**INFORMATION SUPPLIED**
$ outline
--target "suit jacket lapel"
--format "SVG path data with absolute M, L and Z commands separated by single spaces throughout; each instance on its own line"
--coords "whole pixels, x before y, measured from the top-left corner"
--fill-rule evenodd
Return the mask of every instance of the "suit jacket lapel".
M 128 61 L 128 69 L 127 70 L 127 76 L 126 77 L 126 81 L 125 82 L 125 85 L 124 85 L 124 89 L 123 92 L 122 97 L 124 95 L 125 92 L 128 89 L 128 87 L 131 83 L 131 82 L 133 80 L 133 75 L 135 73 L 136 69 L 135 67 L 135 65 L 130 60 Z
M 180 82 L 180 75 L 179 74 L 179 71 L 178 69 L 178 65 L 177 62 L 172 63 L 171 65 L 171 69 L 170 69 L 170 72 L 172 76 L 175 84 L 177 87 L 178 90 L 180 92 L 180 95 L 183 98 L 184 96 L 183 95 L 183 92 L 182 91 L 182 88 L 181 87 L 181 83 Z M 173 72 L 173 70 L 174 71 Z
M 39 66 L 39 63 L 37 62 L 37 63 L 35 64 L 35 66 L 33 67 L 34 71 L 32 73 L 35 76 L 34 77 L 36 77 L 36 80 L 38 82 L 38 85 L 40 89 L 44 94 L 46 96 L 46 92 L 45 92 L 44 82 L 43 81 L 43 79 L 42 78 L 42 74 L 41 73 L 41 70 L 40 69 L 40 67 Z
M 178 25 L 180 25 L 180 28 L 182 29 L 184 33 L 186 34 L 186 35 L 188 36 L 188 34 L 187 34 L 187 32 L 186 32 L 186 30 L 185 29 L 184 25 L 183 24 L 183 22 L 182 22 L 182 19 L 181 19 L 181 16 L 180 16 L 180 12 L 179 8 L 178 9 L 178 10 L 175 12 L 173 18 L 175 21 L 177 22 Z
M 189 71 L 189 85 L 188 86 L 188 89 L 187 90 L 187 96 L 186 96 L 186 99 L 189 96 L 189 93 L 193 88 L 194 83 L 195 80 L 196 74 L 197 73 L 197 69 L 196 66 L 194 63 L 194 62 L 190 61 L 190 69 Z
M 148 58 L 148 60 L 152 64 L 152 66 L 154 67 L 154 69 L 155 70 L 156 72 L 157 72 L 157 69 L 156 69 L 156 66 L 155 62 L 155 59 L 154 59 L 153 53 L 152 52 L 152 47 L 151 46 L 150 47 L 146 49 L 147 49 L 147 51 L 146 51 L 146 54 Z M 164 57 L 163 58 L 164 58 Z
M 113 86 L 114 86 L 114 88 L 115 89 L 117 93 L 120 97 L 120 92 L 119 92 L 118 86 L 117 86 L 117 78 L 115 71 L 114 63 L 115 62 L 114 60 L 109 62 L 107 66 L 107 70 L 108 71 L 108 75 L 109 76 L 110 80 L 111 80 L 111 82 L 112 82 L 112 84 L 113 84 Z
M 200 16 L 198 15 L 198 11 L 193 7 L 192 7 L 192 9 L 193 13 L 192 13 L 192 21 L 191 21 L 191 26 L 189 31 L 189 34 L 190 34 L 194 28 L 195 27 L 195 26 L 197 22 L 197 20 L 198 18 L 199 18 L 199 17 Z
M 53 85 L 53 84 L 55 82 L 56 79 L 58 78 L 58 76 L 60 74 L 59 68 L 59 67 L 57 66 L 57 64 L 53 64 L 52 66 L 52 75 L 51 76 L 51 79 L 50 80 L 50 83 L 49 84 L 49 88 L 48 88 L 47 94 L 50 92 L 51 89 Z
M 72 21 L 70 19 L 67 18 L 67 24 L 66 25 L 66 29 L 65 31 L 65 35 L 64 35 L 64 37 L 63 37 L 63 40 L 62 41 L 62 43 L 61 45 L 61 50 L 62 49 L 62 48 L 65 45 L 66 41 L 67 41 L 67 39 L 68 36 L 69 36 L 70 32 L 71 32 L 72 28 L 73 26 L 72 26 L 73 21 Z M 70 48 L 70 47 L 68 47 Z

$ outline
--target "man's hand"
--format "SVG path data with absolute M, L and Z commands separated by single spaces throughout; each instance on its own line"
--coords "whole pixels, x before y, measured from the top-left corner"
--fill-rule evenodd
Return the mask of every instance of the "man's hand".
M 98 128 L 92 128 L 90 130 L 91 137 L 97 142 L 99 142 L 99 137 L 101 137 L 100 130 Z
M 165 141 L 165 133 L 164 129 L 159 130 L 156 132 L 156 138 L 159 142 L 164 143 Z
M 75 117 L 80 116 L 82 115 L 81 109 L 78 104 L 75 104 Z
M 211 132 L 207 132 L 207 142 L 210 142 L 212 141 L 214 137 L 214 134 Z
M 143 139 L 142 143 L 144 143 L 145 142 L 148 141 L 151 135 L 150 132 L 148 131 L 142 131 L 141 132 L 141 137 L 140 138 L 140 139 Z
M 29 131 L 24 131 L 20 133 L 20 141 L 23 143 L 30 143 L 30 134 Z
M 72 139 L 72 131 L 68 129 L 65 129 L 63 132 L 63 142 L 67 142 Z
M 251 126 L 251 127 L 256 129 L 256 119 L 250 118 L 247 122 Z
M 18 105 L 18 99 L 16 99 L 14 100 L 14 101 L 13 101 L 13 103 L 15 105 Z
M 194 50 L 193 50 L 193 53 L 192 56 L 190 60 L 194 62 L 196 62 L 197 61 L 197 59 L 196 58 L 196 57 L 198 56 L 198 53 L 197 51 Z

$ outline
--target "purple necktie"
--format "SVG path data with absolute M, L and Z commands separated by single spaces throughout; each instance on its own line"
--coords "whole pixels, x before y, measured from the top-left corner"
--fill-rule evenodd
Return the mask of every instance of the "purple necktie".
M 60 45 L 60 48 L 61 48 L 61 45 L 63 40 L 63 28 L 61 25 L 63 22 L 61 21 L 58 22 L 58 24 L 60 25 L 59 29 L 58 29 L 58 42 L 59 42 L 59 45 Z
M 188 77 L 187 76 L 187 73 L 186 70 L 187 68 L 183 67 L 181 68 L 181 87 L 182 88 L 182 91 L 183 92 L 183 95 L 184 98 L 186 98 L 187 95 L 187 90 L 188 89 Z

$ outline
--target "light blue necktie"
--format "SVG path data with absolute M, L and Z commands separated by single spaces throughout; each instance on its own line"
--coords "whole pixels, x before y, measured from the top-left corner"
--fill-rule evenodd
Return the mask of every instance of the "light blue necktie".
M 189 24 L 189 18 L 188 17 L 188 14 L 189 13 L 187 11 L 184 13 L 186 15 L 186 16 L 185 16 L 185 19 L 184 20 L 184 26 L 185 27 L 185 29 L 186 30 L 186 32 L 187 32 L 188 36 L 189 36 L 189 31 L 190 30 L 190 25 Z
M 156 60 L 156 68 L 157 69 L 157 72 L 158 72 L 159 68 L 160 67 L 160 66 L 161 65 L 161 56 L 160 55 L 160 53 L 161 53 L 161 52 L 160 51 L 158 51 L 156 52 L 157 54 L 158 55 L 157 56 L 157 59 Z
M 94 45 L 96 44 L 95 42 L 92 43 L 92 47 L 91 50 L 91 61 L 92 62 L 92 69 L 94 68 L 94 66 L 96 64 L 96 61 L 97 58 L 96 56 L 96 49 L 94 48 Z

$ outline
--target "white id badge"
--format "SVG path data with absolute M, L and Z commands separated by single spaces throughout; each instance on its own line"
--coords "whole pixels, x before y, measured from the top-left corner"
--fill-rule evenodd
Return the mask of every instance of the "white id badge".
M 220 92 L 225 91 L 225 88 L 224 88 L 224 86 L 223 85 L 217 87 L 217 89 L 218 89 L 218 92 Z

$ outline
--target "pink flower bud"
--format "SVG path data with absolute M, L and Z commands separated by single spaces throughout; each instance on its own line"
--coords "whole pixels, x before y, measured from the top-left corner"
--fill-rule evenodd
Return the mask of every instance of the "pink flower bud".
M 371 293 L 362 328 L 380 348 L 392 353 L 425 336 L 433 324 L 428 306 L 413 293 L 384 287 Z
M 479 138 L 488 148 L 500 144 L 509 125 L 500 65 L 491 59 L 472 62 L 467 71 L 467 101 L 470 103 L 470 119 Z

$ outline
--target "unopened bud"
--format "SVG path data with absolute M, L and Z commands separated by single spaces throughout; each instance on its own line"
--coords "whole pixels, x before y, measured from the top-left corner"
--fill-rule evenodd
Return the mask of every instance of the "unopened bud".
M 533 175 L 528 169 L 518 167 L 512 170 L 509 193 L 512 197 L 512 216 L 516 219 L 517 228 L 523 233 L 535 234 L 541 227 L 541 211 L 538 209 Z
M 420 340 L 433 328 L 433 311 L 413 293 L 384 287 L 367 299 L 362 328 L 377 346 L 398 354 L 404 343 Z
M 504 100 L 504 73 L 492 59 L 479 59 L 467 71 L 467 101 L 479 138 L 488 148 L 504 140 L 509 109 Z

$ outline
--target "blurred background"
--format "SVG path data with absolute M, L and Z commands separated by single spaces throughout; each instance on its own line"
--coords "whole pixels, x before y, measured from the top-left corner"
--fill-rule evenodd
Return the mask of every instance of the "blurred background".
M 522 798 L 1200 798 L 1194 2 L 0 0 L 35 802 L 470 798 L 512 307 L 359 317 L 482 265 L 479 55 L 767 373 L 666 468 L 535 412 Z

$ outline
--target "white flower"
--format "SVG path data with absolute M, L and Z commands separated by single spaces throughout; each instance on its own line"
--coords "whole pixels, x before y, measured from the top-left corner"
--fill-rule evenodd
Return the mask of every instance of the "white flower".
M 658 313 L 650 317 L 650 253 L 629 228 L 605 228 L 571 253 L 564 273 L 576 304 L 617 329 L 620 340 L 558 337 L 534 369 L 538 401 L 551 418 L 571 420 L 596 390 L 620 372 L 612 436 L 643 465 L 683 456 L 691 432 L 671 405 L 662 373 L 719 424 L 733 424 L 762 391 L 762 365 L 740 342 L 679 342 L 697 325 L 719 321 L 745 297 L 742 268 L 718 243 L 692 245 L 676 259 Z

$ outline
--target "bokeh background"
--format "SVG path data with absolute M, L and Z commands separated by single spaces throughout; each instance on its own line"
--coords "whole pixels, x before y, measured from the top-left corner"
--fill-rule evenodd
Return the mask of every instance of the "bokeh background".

**STATED TASK**
Rewrite the part of the records running from the start through the line that contains "M 180 82 L 180" as a JSON list of strings, with one string per line and blank lines omitted.

**SOLUTION BELOW**
[
  "$ outline",
  "--target \"suit jacket lapel\"",
  "--format \"SVG path data with absolute M, L and Z commands separated by single spaces throughout; each instance on its own line\"",
  "--coords \"whole pixels, x before y, measured from the top-left corner\"",
  "--fill-rule evenodd",
  "Return the mask of every instance of the \"suit jacket lapel\".",
  "M 128 61 L 128 69 L 127 70 L 127 76 L 126 77 L 126 81 L 125 82 L 125 85 L 124 85 L 124 89 L 123 92 L 122 97 L 124 95 L 125 92 L 128 89 L 128 87 L 131 83 L 131 82 L 133 80 L 133 75 L 135 73 L 136 69 L 135 67 L 135 65 L 130 60 Z",
  "M 180 82 L 180 75 L 179 74 L 179 71 L 178 69 L 178 65 L 177 62 L 172 63 L 171 65 L 171 69 L 170 69 L 170 72 L 172 76 L 175 84 L 177 87 L 178 90 L 180 92 L 180 95 L 183 98 L 184 96 L 183 95 L 183 92 L 182 91 L 182 88 L 181 87 L 181 83 Z M 173 72 L 173 70 L 174 71 Z"
]